======== SOURCE DOCUMENT

The Rainiers are an institution in the city of Tacoma. Even if they are partially owned by Nick Lachey(doh!).



At one point during the game, around the fourth inning or so, Dianna beat feet to the concessions stand to snag a chicken sandwich and lemony frutista freeze...okay, I know that's Taco Bell, but I don't know what else to call it.



The chicken sandwich was very dry(sorry Dianna, I stole a bite while you weren't looking...such a trusting woman).



But I digress(digest?). While Dianna was out getting her Chicken Sandwich, suddenly I became aware of a soft hand, slowly sliding from the back of my neck to around my left shoulder. I turn to see a 6'7" reindeer sidled up next to me.



Not one to be easily embarrased, I upped the ante on this touchy feely mascot and took his hand in mine.



Next thing I knew, he copped a feel on my right pec(I NEED AN ADULT!).



Great googley, moogley.



As I attempted to suppress my memory of being touched inappropriately by Rhubarb the Reindeer, I watched Ryan Rowland-Smith pitch a scoreless, two-hit, seven-plus inning gem of a game.



He could have pitched nine, were it not for relief pitcher Cezar Jimenez, who is on rehab assignment and needed to get some work in.



Rowland-Smith will be called up to the Mariners, and soon. It's only a matter of time, especially now that Brandon Morrow has (FINALLY) been sent back down to develop something other than his trademark "right-in-the-wheel-house" fastball. The big Aussie is coming off two stellar performances in Triple-A ball against Salt Lake and Portland, and appears poised to make his comeback to the majors.



His stock is definitely on the rise.



Here are my risers and fallers of the week:



RISERS:



1. Jarrod Washburn. The man has pitched like an all-star for two years, and how have Mariners repayed him? With one of the lowest averages for run support in the league. How do you combat that? Pitch even better. Washburns line over his past two starts looks a little something like this: 16 innings pitched, 5 hits, 1 earned run, 2 walks, 6 strikeouts(and one complete game shut-out). Should the Mariners trade him? Their recent trade of Yuniesky Betancourt to the Royals for two minor league prospects would suggest they're looking to rebuild, but the aqcuisition of Joel Hannahan from the A's and the fact that they've sent Brandon Morrow packing would suggest they're intent on winning now.



2. OLD PEOPLE: (Lance Armstrong, Mark Martin). 37 years old and sitting pretty in third at Le Tour de France? oui, oui. Although his team may be suffering as result of the inner-squad conflict between Lance and Alberto Contador, I(and most Americans) are inclined to think that perhaps Lance has earned the right to not play the role of a subservient protector to the teams best. In all likelihood, Lance IS the best rider on the Astana team bus right now.

And how about four wins on the season for 50-year-old Mark Martin in the NASCAR Sprint Cup Series? Most men his age experience heart palpitations while driving over speed bumps in a Safeway parking lot. Score one more for the geezers.



3. MY fantasy baseball team. Sorry kids, had to toot my own horn here. I went into my fantasy draft with a plan, and despite injuries early on and some lackluster performances to start the season(I'm looking at you David Ortiz), the "Irish Avengers" have moved from tenth (out of eleven) to seventh place in a span of two and half weeks. Top six make the play-offs. Key Waiver wire additions: Jarrod Washburn, Michael Bourn, J.A. Happ, Wandy Rodriguez.

================
======== DATA EXTRACT

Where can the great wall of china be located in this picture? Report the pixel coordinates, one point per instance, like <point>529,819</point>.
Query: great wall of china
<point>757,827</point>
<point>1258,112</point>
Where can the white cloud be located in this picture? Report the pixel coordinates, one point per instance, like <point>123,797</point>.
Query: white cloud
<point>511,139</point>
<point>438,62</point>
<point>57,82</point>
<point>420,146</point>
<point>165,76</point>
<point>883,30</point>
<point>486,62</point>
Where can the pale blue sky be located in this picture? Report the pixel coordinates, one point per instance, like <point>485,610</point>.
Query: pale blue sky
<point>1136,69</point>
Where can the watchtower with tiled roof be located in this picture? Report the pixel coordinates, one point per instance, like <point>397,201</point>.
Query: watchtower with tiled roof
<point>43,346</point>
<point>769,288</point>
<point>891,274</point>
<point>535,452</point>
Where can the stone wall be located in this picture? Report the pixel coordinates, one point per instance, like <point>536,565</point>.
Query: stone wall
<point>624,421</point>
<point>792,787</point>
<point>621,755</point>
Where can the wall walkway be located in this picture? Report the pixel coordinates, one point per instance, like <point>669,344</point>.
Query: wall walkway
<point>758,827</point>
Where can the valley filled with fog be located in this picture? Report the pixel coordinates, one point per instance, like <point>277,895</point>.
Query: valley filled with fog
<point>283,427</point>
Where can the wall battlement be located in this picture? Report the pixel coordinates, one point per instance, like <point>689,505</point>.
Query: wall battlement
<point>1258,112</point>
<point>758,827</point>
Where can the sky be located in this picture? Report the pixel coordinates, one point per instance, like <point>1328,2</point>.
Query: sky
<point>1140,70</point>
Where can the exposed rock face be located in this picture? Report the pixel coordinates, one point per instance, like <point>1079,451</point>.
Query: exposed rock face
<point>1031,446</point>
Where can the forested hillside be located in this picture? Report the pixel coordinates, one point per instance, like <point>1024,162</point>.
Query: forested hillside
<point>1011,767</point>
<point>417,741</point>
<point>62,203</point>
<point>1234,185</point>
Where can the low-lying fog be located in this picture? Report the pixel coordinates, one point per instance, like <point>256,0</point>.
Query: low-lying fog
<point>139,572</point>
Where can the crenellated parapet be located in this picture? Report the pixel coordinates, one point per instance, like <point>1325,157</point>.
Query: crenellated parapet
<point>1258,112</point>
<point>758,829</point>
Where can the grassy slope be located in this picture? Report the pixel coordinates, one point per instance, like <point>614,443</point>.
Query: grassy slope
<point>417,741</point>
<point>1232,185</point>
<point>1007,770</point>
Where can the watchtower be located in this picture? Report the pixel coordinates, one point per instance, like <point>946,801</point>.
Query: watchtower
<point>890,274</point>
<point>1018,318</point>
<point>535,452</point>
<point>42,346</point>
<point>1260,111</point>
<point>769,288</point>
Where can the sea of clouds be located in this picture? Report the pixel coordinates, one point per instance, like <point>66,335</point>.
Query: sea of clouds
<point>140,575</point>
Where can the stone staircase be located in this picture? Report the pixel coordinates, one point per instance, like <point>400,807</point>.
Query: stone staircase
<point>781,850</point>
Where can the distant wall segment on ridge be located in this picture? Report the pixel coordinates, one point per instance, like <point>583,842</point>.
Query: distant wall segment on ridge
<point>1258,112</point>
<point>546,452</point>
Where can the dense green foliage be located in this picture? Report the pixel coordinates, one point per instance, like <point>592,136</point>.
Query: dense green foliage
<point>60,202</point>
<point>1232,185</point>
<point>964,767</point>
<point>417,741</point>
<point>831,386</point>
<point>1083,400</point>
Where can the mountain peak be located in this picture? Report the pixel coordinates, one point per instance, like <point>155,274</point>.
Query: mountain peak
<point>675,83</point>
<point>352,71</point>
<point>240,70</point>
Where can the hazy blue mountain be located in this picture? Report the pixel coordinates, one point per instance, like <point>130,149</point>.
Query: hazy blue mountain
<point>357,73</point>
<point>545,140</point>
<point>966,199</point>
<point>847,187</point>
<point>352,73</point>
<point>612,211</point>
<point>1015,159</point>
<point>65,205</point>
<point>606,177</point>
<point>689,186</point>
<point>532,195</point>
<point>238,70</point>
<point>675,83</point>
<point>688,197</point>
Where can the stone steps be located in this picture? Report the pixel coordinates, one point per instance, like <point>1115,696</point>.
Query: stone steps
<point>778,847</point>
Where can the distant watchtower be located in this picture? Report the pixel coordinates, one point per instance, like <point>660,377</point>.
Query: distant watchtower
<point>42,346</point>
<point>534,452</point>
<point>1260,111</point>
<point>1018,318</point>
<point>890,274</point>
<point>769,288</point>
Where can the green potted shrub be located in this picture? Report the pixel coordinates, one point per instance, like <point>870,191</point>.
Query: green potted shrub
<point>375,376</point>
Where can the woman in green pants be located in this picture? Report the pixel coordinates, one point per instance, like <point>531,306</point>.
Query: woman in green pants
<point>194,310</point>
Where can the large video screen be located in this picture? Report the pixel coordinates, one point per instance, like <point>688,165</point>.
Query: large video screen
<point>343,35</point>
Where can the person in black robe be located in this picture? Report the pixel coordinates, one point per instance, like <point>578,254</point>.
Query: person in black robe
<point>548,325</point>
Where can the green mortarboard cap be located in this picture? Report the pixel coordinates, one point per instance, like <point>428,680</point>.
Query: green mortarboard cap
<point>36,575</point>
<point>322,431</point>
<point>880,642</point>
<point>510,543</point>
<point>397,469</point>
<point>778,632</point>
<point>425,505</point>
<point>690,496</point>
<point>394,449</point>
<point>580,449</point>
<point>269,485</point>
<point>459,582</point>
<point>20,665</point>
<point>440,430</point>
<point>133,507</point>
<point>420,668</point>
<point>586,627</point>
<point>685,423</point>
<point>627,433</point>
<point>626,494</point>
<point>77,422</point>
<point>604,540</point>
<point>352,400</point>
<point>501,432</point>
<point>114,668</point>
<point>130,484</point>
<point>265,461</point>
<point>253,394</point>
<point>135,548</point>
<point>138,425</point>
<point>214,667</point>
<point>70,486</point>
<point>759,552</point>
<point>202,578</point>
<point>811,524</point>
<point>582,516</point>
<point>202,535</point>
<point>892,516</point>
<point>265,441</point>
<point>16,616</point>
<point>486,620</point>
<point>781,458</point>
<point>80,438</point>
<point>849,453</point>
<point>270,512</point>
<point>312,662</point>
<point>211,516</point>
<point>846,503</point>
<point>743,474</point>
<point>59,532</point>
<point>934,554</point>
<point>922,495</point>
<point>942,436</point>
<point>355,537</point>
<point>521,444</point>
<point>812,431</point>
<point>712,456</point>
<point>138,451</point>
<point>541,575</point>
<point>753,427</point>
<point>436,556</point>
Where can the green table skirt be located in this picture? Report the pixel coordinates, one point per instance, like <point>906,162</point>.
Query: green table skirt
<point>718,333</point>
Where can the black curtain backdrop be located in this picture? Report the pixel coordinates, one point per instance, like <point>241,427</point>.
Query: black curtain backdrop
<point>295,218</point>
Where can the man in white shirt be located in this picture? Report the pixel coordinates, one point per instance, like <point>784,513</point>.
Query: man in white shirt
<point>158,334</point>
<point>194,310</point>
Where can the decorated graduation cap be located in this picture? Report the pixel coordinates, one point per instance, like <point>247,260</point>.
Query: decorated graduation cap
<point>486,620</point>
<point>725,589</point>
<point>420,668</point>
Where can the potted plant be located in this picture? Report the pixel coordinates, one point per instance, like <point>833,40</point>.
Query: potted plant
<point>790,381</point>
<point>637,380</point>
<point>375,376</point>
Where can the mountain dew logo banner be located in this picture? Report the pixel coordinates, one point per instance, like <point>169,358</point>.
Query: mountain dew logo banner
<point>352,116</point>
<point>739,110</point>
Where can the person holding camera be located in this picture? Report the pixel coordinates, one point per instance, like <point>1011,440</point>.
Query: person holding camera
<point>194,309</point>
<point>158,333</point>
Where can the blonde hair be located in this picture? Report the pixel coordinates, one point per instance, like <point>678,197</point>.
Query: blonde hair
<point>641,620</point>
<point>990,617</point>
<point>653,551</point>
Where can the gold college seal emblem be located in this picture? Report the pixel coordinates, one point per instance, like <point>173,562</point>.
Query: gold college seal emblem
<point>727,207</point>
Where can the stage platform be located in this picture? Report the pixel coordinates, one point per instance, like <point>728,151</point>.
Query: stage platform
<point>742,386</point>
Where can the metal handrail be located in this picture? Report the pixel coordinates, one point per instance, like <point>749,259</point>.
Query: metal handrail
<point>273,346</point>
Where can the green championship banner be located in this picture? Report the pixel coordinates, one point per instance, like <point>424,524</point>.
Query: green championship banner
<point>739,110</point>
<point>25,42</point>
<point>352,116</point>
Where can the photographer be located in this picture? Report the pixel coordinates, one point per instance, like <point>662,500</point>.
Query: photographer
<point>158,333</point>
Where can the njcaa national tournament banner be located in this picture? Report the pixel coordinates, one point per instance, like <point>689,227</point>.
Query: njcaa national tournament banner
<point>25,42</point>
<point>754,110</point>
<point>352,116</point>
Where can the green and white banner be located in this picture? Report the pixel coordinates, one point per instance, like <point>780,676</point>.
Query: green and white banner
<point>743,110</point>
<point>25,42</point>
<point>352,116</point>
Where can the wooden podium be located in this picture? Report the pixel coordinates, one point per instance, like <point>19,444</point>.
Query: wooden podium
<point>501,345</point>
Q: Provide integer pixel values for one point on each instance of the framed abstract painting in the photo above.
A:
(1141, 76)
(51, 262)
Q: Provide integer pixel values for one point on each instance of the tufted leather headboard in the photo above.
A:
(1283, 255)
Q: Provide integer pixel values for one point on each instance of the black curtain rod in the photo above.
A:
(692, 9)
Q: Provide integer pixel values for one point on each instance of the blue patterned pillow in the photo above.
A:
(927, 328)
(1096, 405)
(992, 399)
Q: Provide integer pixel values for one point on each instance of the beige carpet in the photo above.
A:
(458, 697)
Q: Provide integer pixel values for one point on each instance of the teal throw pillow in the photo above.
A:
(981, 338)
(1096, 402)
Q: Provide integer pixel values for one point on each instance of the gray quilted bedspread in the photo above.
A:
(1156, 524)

================

### EXERCISE TASKS
1. Answer these questions about the post on the Tacoma Rainiers game:
(a) Which relief pitcher was on rehab assignment and needed to get some work in?
(b) To which team did the Mariners trade Yuniesky Betancourt?
(c) What is the name of the author's fantasy baseball team?
2. From the rows, write out every line beginning with the one that contains "bedspread in the photo above." and continuing through the end of the rows.

### ANSWERS BELOW
1.
(a) Cezar Jimenez
(b) The Royals
(c) The "Irish Avengers"

2.
Q: Provide integer pixel values for one point on each instance of the gray quilted bedspread in the photo above.
A:
(1156, 524)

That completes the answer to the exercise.